PROBLEM REQUIREMENTS: Format the material below as a Markdown table with the columns Num and Content, putting a row number in Num and the line itself in Content. Leave out blank lines and cover every line of the material.

[Data entries]
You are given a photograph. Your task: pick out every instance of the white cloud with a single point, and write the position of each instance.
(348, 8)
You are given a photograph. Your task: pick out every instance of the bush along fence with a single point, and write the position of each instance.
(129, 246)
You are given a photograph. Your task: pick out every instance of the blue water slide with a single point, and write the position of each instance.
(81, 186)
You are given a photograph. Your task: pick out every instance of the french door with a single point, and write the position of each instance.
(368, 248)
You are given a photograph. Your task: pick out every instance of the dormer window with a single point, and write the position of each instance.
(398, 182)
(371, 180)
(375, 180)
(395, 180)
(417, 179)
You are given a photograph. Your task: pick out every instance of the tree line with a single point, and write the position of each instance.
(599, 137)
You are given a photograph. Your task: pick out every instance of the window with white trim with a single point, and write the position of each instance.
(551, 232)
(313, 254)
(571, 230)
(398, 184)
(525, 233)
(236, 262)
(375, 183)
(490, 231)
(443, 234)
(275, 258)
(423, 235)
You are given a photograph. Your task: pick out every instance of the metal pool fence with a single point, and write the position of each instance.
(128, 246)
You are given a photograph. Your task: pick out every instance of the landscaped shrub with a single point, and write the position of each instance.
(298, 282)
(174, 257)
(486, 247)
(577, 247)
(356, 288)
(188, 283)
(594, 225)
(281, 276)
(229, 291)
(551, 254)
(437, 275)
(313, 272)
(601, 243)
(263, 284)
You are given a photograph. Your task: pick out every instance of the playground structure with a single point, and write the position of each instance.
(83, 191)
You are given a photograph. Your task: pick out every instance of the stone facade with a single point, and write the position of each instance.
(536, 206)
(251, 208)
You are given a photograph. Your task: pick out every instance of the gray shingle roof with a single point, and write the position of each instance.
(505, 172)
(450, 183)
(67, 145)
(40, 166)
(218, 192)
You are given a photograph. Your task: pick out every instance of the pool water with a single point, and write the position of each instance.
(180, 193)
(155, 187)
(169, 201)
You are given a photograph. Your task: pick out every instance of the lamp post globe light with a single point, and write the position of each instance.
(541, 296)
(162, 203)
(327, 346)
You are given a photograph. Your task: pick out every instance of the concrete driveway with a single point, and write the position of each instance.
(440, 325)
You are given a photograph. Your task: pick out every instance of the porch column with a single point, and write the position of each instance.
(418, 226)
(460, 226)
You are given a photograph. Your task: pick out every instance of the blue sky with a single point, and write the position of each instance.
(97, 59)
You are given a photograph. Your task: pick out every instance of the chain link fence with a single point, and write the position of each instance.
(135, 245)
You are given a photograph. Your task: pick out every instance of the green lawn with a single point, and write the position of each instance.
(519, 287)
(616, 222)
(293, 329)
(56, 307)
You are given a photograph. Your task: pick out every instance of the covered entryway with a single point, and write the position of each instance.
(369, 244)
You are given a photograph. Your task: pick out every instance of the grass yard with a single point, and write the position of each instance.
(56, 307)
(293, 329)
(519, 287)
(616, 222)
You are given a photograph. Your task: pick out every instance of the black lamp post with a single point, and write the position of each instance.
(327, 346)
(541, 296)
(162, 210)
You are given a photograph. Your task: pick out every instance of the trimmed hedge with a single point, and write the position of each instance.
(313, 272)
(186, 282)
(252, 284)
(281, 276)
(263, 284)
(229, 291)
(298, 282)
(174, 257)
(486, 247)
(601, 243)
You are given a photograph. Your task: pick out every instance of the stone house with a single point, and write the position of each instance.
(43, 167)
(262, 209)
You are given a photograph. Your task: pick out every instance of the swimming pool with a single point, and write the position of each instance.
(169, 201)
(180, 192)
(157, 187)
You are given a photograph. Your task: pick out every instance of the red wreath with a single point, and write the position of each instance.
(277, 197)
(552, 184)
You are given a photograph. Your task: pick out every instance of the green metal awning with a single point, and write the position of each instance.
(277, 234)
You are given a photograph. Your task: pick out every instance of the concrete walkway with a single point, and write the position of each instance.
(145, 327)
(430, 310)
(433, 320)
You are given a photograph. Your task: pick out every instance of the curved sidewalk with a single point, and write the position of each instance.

FINAL RESULT:
| Num | Content |
|---|---|
| 1 | You are given a photograph. Your task: pick out every instance of the white cloud with a single point, and write the position of each instance. |
| 2 | (348, 8) |
| 3 | You are given a photograph. Your task: pick out every instance of the bush along fence with a single point, and write the position of each instance. |
| 4 | (129, 246) |
| 5 | You are given a photograph. Your task: pick out every instance of the blue water slide with a single point, and write the position of each instance. |
| 6 | (81, 186) |
| 7 | You are given a photograph. Your task: pick out every instance of the french door with a single point, and write the position of each instance. |
| 8 | (368, 248) |
| 9 | You are given a photograph. Your task: pick out every instance of the dormer window with a single point, and write the position of each instance. |
| 10 | (398, 182) |
| 11 | (371, 180) |
| 12 | (375, 180) |
| 13 | (395, 180) |
| 14 | (417, 179) |
| 15 | You are given a photograph. Your task: pick out every instance of the tree line with a single point, and write the position of each instance. |
| 16 | (599, 137) |
| 17 | You are given a photograph. Your task: pick out every instance of the window with white trim with a single point, and write the position of each instance. |
| 18 | (551, 232) |
| 19 | (313, 254) |
| 20 | (571, 230) |
| 21 | (398, 184) |
| 22 | (525, 233) |
| 23 | (236, 262) |
| 24 | (375, 183) |
| 25 | (490, 231) |
| 26 | (443, 234) |
| 27 | (275, 258) |
| 28 | (423, 235) |
| 29 | You are given a photograph. Your task: pick out every instance of the metal pool fence with a single point, and write the position of each instance. |
| 30 | (128, 246) |
| 31 | You are given a photograph. Your task: pick out every instance of the landscaped shrub with a single point, and write the position of each instance. |
| 32 | (298, 282) |
| 33 | (174, 257) |
| 34 | (486, 247) |
| 35 | (577, 247) |
| 36 | (356, 288) |
| 37 | (188, 283) |
| 38 | (594, 225) |
| 39 | (281, 276) |
| 40 | (229, 291) |
| 41 | (551, 254) |
| 42 | (437, 275) |
| 43 | (313, 272) |
| 44 | (601, 243) |
| 45 | (263, 284) |
| 46 | You are given a photograph. Your task: pick out every instance of the playground structure with a single point, and write the position of each instance. |
| 47 | (83, 191) |
| 48 | You are given a photograph. Your task: pick out every instance of the stone facade with a single point, and write the position of each instance. |
| 49 | (536, 206) |
| 50 | (251, 208) |
| 51 | You are given a photograph. Your task: pick out every instance of the gray shingle roof with a single point, and write the position of each instance. |
| 52 | (505, 172) |
| 53 | (450, 183) |
| 54 | (67, 145) |
| 55 | (40, 166) |
| 56 | (218, 192) |
| 57 | You are given a photograph. Your task: pick out every instance of the pool water with a single point, and write the position of each instance. |
| 58 | (180, 193) |
| 59 | (155, 187) |
| 60 | (169, 201) |
| 61 | You are given a photograph. Your task: pick out every instance of the lamp post globe light with a single point, and write the position of each instance. |
| 62 | (541, 296) |
| 63 | (162, 203) |
| 64 | (327, 346) |
| 65 | You are given a photograph. Your task: pick out every instance of the concrete driveway with a single point, and write the position of each instance. |
| 66 | (440, 325) |
| 67 | You are given a photograph. Your task: pick out every instance of the porch column with a single point, and write the position of each instance. |
| 68 | (418, 226) |
| 69 | (460, 226) |
| 70 | You are given a photograph. Your task: pick out every instance of the blue sky with a single point, and write the position of each instance. |
| 71 | (97, 59) |
| 72 | You are given a photograph. Your task: pick out every instance of the chain link fence with a single point, and write the position of each instance. |
| 73 | (135, 245) |
| 74 | You are given a photograph. Your task: pick out every instance of the green lawn with a single point, and write the position of each instance. |
| 75 | (519, 287) |
| 76 | (616, 222) |
| 77 | (293, 329) |
| 78 | (56, 307) |
| 79 | You are given a photograph. Your task: pick out every instance of the covered entryway with a single point, and write the position of each instance. |
| 80 | (369, 244) |
| 81 | You are given a photograph. Your task: pick out every instance of the grass yard with a single point, and write the position of each instance. |
| 82 | (56, 307) |
| 83 | (293, 329) |
| 84 | (519, 287) |
| 85 | (616, 222) |
| 86 | You are given a photograph. Your task: pick out every instance of the black lamp post with a single point, and write the position of each instance. |
| 87 | (327, 346) |
| 88 | (541, 296) |
| 89 | (162, 210) |
| 90 | You are given a photograph. Your task: pick out every instance of the trimmed hedge with a single point, and write the position of each instance. |
| 91 | (313, 272) |
| 92 | (186, 282) |
| 93 | (252, 284) |
| 94 | (281, 276) |
| 95 | (263, 284) |
| 96 | (229, 291) |
| 97 | (298, 282) |
| 98 | (174, 257) |
| 99 | (486, 247) |
| 100 | (601, 243) |
| 101 | You are given a photograph. Your task: pick out every instance of the stone house with a single point, and write the position of each instance. |
| 102 | (43, 167) |
| 103 | (262, 209) |
| 104 | You are given a photograph. Your task: pick out every instance of the swimming pool with a single point, and write the position of each instance. |
| 105 | (169, 201) |
| 106 | (180, 192) |
| 107 | (157, 187) |
| 108 | You are given a photograph. Your task: pick out every instance of the red wreath with a single point, and write the position of each instance. |
| 109 | (277, 197) |
| 110 | (552, 184) |
| 111 | You are given a photograph. Your task: pick out every instance of the green metal awning with a single point, and write the position of each instance. |
| 112 | (277, 234) |
| 113 | You are given a photograph. Your task: pick out every instance of the concrete walkway with a single point, and write the position of each instance. |
| 114 | (145, 327) |
| 115 | (430, 310) |
| 116 | (433, 320) |
| 117 | You are given a photograph. Your task: pick out every instance of the curved sidewalk with a single point, and write the position of each instance. |